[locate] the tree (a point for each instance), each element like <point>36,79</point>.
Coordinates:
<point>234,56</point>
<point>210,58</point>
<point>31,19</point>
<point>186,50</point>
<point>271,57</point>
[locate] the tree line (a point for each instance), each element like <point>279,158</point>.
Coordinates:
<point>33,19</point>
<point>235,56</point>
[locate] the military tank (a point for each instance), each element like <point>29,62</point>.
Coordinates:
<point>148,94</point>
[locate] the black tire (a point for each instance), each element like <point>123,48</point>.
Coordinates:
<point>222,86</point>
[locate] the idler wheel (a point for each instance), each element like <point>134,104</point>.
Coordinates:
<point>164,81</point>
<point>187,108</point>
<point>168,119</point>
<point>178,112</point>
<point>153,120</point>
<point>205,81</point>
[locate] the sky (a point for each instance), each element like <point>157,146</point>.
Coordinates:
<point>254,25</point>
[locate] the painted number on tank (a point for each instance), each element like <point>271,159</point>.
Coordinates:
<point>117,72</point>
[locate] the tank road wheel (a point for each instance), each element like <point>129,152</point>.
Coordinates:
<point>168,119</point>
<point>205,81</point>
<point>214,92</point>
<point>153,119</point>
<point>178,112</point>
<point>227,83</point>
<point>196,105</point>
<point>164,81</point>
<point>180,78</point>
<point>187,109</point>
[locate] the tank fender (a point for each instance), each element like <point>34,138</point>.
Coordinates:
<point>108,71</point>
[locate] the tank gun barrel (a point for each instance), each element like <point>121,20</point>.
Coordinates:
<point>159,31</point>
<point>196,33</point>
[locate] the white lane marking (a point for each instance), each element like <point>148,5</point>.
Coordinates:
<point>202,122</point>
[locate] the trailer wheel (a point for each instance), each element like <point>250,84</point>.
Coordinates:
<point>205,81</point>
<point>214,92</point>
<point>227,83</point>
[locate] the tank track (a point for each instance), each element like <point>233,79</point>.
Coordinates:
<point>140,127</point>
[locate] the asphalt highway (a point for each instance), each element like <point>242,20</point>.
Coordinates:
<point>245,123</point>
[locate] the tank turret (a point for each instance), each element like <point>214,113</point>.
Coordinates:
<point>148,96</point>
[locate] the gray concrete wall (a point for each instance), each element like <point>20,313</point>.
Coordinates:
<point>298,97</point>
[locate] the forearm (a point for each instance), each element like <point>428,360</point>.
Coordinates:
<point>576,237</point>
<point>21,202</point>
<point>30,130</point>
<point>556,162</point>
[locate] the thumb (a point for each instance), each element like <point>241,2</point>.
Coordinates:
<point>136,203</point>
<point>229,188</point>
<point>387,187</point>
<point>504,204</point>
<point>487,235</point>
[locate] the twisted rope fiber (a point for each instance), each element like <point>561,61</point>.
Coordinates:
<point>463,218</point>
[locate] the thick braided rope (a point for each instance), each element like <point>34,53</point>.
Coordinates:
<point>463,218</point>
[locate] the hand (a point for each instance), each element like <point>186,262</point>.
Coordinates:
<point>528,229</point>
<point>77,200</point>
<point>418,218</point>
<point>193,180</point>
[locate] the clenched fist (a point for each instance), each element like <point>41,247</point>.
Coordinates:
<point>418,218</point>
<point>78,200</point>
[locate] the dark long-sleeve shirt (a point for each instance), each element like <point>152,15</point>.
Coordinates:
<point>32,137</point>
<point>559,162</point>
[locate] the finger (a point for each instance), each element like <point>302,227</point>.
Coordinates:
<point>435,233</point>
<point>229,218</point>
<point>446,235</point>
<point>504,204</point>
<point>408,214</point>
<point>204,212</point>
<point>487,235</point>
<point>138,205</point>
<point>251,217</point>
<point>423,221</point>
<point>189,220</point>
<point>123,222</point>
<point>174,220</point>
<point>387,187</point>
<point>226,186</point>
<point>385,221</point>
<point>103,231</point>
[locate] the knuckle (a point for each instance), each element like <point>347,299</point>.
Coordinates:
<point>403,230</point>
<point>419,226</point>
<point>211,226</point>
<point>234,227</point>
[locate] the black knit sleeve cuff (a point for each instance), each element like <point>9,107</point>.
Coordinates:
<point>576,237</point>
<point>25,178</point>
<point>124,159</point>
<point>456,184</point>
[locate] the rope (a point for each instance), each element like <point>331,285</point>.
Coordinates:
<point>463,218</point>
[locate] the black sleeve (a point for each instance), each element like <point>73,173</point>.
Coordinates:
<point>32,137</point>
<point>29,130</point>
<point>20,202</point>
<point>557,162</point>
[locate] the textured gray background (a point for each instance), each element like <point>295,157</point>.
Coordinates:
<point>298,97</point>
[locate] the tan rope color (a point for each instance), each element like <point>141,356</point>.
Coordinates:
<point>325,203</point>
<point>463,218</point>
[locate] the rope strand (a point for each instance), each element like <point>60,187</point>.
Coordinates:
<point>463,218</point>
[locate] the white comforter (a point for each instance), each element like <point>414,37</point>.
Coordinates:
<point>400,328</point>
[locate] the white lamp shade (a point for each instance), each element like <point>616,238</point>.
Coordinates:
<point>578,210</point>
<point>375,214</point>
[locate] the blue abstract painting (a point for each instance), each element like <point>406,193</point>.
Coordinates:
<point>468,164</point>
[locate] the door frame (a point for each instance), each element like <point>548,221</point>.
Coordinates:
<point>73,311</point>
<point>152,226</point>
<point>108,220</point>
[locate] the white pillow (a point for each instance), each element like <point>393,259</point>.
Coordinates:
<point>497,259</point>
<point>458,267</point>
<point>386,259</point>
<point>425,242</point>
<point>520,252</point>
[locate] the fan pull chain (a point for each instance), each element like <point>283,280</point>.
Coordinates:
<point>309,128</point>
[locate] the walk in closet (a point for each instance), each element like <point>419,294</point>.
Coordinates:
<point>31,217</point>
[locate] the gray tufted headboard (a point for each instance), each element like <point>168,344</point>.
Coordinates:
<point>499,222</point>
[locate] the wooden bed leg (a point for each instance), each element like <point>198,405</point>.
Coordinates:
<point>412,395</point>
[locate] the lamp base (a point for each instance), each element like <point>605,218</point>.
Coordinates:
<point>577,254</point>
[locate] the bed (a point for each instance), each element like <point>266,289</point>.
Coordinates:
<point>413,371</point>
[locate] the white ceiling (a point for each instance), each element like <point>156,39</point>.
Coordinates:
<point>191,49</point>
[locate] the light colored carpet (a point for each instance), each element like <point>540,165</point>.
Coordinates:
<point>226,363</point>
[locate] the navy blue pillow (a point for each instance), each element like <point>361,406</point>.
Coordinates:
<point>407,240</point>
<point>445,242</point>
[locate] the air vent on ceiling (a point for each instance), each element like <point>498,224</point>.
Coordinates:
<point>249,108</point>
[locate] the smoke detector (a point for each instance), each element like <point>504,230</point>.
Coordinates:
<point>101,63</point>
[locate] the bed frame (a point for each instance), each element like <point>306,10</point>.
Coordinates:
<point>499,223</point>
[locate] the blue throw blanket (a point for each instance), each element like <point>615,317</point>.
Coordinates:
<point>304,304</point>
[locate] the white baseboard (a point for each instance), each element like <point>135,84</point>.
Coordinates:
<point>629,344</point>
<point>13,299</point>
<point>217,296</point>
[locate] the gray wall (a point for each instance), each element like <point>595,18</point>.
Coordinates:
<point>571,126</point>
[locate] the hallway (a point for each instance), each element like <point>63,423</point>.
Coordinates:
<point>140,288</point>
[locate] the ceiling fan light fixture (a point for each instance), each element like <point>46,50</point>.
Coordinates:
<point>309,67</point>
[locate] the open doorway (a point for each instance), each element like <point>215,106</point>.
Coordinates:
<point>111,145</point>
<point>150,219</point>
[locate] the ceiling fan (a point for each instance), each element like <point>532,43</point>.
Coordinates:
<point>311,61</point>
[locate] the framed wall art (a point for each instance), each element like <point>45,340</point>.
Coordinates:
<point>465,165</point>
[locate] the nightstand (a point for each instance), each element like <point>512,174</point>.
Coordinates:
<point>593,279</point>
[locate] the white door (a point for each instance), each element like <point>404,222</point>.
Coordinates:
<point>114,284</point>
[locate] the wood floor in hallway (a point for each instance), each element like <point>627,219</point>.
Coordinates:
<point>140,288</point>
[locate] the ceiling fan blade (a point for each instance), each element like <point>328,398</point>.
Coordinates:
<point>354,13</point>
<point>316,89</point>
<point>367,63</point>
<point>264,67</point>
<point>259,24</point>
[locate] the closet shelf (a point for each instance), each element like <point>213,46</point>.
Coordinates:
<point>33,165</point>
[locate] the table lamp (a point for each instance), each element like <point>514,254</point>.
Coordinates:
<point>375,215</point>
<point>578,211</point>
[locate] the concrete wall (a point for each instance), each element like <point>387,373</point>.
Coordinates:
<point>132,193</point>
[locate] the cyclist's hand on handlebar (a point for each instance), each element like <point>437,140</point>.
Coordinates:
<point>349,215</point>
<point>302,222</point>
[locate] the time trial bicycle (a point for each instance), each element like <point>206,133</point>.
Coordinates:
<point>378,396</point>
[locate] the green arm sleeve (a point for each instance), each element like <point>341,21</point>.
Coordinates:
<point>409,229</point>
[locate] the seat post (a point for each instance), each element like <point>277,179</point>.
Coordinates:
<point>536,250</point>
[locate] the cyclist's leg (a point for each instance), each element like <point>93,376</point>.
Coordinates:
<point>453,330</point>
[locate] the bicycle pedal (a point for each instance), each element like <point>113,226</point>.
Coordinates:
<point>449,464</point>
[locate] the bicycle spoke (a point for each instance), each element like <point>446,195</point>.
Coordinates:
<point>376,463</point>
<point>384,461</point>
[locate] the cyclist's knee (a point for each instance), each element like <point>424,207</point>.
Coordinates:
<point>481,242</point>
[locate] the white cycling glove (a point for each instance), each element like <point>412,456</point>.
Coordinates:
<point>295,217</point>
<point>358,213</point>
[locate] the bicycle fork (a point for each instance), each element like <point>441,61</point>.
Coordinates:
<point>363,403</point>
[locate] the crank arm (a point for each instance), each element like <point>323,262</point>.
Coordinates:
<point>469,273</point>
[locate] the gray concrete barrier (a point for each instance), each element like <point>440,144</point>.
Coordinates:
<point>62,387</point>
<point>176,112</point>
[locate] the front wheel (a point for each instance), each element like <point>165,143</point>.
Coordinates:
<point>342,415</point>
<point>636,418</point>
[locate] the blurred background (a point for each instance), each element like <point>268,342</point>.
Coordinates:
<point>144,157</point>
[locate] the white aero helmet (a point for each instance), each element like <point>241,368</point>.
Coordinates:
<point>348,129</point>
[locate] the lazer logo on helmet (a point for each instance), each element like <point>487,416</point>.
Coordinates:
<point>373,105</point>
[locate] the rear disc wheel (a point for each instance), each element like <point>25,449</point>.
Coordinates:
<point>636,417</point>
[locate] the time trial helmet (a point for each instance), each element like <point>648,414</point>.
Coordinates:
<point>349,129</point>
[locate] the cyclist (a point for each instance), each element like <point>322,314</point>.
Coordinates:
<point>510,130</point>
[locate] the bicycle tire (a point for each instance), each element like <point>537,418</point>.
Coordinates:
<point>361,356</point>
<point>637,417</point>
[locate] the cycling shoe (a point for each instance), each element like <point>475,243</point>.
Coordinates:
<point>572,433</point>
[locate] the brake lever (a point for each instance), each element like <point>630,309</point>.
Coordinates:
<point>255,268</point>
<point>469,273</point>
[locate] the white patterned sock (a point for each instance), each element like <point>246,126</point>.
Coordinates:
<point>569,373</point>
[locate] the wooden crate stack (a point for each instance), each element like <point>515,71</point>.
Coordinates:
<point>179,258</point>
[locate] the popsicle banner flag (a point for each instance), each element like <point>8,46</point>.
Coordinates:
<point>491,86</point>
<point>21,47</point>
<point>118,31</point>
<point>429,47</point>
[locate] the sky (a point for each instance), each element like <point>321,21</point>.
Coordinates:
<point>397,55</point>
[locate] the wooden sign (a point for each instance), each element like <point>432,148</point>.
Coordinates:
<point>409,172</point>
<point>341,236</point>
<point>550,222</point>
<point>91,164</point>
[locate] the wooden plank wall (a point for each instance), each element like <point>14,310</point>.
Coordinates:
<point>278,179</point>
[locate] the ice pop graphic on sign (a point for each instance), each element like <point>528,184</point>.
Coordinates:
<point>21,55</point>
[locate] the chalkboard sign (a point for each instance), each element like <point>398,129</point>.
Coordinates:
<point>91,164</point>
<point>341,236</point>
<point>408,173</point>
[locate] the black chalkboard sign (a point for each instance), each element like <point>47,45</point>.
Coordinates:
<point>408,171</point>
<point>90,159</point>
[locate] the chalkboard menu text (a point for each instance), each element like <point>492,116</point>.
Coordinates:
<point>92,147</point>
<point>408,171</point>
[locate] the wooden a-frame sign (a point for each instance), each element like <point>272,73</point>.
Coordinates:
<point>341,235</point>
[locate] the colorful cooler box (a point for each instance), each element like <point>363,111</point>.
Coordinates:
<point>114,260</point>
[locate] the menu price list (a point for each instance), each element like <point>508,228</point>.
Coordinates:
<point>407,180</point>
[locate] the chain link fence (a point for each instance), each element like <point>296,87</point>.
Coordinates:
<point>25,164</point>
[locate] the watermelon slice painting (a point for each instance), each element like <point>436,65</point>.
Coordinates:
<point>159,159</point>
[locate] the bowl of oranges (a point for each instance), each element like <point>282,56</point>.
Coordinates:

##########

*Activity*
Above are some lines. Repeat exactly, and only, those from the line that has "[locate] the framed" through the line that has "[locate] the closet".

*Answer area*
[locate] the framed wall art (a point for each instance), each element like <point>45,340</point>.
Coordinates:
<point>465,165</point>
[locate] the nightstand (a point for each instance), each element like <point>512,174</point>.
Coordinates:
<point>593,279</point>
[locate] the white door (a point for each instance), each element like <point>404,222</point>.
Coordinates:
<point>114,284</point>
[locate] the wood floor in hallway (a point for each instance), each element like <point>627,219</point>.
Coordinates:
<point>140,288</point>
[locate] the ceiling fan blade (a point for each instance), each element like <point>328,398</point>.
Coordinates:
<point>354,13</point>
<point>316,89</point>
<point>367,63</point>
<point>264,67</point>
<point>259,24</point>
[locate] the closet shelf (a point for each instance), each element like <point>213,46</point>.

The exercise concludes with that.